Listed entries:
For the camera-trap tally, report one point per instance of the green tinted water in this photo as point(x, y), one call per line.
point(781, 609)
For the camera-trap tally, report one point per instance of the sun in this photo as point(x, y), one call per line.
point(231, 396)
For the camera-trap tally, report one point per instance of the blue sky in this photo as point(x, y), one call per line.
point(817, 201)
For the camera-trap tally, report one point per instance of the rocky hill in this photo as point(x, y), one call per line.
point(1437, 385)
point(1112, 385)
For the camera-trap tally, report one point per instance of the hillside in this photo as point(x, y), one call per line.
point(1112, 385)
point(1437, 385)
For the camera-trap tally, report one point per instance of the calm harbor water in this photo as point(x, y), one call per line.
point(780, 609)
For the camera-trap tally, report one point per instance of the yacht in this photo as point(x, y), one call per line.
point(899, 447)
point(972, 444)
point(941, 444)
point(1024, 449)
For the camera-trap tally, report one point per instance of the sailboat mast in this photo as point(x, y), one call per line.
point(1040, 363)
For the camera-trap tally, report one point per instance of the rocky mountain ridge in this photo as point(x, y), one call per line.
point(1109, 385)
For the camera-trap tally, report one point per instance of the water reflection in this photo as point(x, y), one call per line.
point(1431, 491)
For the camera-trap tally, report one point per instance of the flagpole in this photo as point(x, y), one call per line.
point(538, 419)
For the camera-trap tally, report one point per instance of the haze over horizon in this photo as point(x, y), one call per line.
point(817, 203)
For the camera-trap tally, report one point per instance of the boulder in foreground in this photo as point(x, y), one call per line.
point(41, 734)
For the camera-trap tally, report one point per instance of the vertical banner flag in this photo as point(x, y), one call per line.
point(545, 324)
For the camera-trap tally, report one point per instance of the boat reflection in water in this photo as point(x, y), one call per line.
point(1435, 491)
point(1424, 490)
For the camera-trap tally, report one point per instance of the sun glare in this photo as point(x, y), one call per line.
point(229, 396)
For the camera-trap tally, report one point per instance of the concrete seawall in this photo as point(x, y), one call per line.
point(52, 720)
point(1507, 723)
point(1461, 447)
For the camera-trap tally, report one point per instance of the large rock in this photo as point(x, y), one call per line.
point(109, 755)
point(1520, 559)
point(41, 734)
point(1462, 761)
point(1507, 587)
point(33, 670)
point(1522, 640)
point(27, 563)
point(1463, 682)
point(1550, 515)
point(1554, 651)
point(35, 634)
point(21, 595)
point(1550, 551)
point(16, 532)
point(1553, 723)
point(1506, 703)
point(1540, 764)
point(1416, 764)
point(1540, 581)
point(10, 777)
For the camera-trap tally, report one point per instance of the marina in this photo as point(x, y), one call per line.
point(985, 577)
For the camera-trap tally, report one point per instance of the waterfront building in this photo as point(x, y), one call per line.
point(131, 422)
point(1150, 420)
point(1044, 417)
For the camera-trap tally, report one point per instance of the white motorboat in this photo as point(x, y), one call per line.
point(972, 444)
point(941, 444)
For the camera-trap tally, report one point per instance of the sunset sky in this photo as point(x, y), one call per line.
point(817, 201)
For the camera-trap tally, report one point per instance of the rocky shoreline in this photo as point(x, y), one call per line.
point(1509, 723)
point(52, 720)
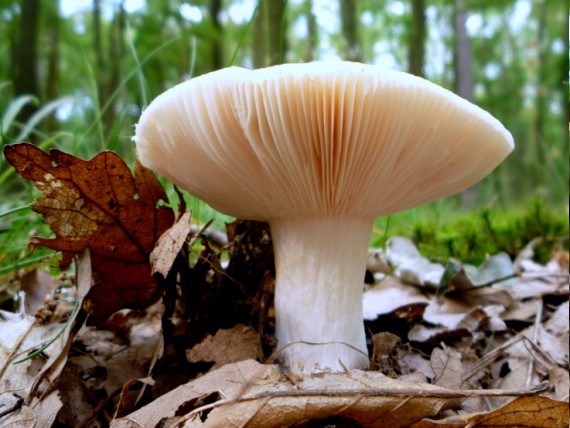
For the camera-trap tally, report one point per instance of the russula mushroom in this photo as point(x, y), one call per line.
point(318, 150)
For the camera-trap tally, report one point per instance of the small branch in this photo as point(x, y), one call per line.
point(381, 392)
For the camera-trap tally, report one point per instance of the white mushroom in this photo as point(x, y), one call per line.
point(318, 150)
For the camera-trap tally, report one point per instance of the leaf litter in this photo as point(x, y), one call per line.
point(174, 326)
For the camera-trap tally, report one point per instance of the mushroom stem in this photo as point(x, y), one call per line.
point(320, 265)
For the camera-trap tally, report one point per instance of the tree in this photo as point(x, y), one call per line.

Problem to work on: Return each line from the material above exactly, but not the pictures.

Answer box:
For the camera-trap tally, report one point per instance of the green tinted water in this photo as point(x, y), one call per line.
point(781, 609)
For the camera-trap tally, report one point per instance of the sun in this photo as point(x, y), one call per line.
point(231, 396)
For the camera-trap tally, report one point per instance of the blue sky in this photo as point(x, y), one call per line.
point(817, 201)
For the camera-trap tally, report one point per instance of the rocky hill in this photo as point(x, y), one call per line.
point(1437, 385)
point(1112, 385)
For the camera-trap tally, report one point per instance of the hillside in this photo as point(x, y), one call per line.
point(1112, 385)
point(1437, 385)
For the camera-trap tally, report one point per instance of the calm harbor water in this photo as point(x, y), one call per line.
point(780, 609)
For the camera-trap tally, report one point per instance of the yacht in this photo as point(x, y), one call per line.
point(899, 447)
point(972, 444)
point(941, 444)
point(1024, 449)
For the camera-trap tally, report one point per instance of the sailboat mast in this photo as point(x, y), one call per line.
point(1040, 363)
For the camera-trap tally, report one point per instance of the rocky mountain ridge in this photo as point(x, y), one call per line.
point(1109, 385)
For the camera-trap tally, report one point per instance of the water reflection in this photo as point(x, y), one call per line.
point(1431, 491)
For the camera-trap tally, report one point per instance of the flagpole in this photo as point(x, y), one call per line.
point(538, 419)
For the camera-trap tally, report one point per instance of the haze over horizon in this photo as point(x, y), one call per line.
point(817, 203)
For the camera-trap tally, report one point per instance of the boulder in foreground in this photo as point(x, y), one call per line.
point(41, 734)
For the camera-trap tally, report one point per instance of the vertical banner flag in this photo as point(x, y), one call per line.
point(545, 324)
For the camera-trap tally, report one point per instance of the boat reflection in water in this photo as point(x, y), one call per line.
point(1435, 491)
point(1424, 490)
For the camera-trap tally, report one point per instance of the sun glare in this photo as point(x, y), one call per line.
point(229, 396)
For the camera-trap tally, report one point per instance of the concrete seawall in this photo as point(x, y), one call per line.
point(52, 720)
point(1507, 723)
point(1461, 447)
For the camera-trap tally, report one point per instance of the large rock in this photo as point(x, y), one call per line.
point(109, 755)
point(1520, 559)
point(41, 734)
point(1462, 761)
point(1507, 587)
point(33, 670)
point(1522, 640)
point(27, 563)
point(1463, 682)
point(1550, 515)
point(1554, 651)
point(35, 634)
point(21, 595)
point(1550, 551)
point(16, 532)
point(1553, 723)
point(1506, 703)
point(1540, 764)
point(1416, 764)
point(1540, 581)
point(10, 777)
For the camera-trap tally, report one point per instance of the marina in this photo as point(x, y), one call per line.
point(985, 577)
For the camera-trap tally, report one point per instance of the waterfront building in this photo as point(x, y), one call per line.
point(131, 422)
point(1150, 420)
point(1044, 417)
For the camera-trap tally, report one point per instance of the white motorboat in this photo as point(x, y), one call per line.
point(972, 444)
point(941, 444)
For the camera-trap tally, report one point per instance of the sunset sky in this photo as point(x, y), one call per line.
point(817, 201)
For the camera-trap tally, report one point per instance of the rocky shoreline in this photo as point(x, y), one call per line.
point(1509, 723)
point(52, 720)
For the camera-trap tally, report one point per instance of the russula mushroom in this photo as point(x, y), one call per line.
point(318, 150)
For the camera-trap tally, report one point per instance of the small branch in this photo as point(x, y), one call per line.
point(381, 392)
For the camera-trap tally, report one point per instance of the white mushroom in this photo as point(x, y), one call per line.
point(318, 150)
For the camera-trap tally, report one point per instance of the leaf litter in this photo as point(x, y), one call per line.
point(174, 326)
For the camera-trap tally, report one point per instance of the mushroom stem in this photo as point(x, y), one call per line.
point(320, 265)
For the camera-trap tally, report one point per instance of the tree in this photo as point(x, y), one call per line.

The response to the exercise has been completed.